### 課題
建設現場で働く高齢者についての文章では、中高年齢者に心身に合った職場配置をするよう事業者に求めているのは、労働安全衛生法の第何条だとされていますか?

### 文書本文
▬▬▬▬▬▬▬▬▬▬
高齢者でも働きやすい環境とは?建築現場での年齢制限や派遣での働き方についても
目次
建設現場で働く年齢制限とは?
現在、建築現場では就業者の高齢化や人材不足が大きな課題となっています。
労働安全衛生法第62条では、事業者は中高年齢者に対して労働災害防止のために、その心身に見合った適正な職場配置を行うよう要請をしています。また、中高年齢者について明確な年齢制限は特に定められていません。
しかし、年齢が上がればそれだけ高所作業など危険な個所が増えてきます。働き手の高齢化が進んでいる建築現場では、労働災害防止のためにも高齢者にとって働きやすい環境作りが重要です。
高齢になると高所作業が危険な理由と対応方法
人間は年齢の変化に応じて個人差はあるものの、身体機能に変化が生じます。
また、東京労働局労働基準部がだしている「高年齢労働者の安全と健康」に記載されている「定期健康診断の年齢別・健診項目別有所見率」によると高齢になればなるほど健康診断で所見のあった者の割合が高くなっています。
そのため、高齢になると労働災害が起きやすい高所作業などは危険になってきます。高齢化が進む建築現場では、年齢制限なく高齢者でも働きやすい環境を作っていくための対策が必要となります。
高齢者でも働きやすい環境にする5つのポイント
高齢者にとって働きやすい環境にするためには、まず直接的な環境整備が必要です。またそれ以外にも、管理体制や教育の場面でも対策を行っていかなければなりません。
次は、年齢制限なく高齢者でも働きやすい環境にするための5つのポイントについて紹介していきます。
- 体力に配慮されている
- 健康について配慮されている
- 転倒や墜落について配慮されている
- 作業時間削減などの配慮がされている
- 高齢者向けの特別教育を実施している
1:体力に配慮されている
個人差はあるものの、人間は加齢に応じて体力が低下してきます。そのため、高齢者が運送作業や重い荷物の取り扱いなどを行うと、バランスを崩したりして労働災害になってしまう可能性があります。
年齢制限なく高齢者が働きやすい環境にするためには、身体能力や体力に適した作業環境になっているかを確認する必要があります。
2:健康について配慮されている
高齢者の健康に配慮した働きやすい環境作りも大切です。
たとえば、高齢者が不自然な姿勢で長時間労働をすると、疲労を感じさせてしまい労働災害につながることがあります。高齢者の身体的な健康を考慮した作業環境になっているかを確認するのもポイントの1つです。
▬▬▬▬▬▬▬▬▬▬
### 資料
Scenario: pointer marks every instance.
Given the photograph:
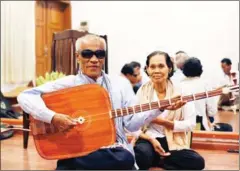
▬▬▬▬▬▬▬▬▬▬
### 実行結果
第62条です。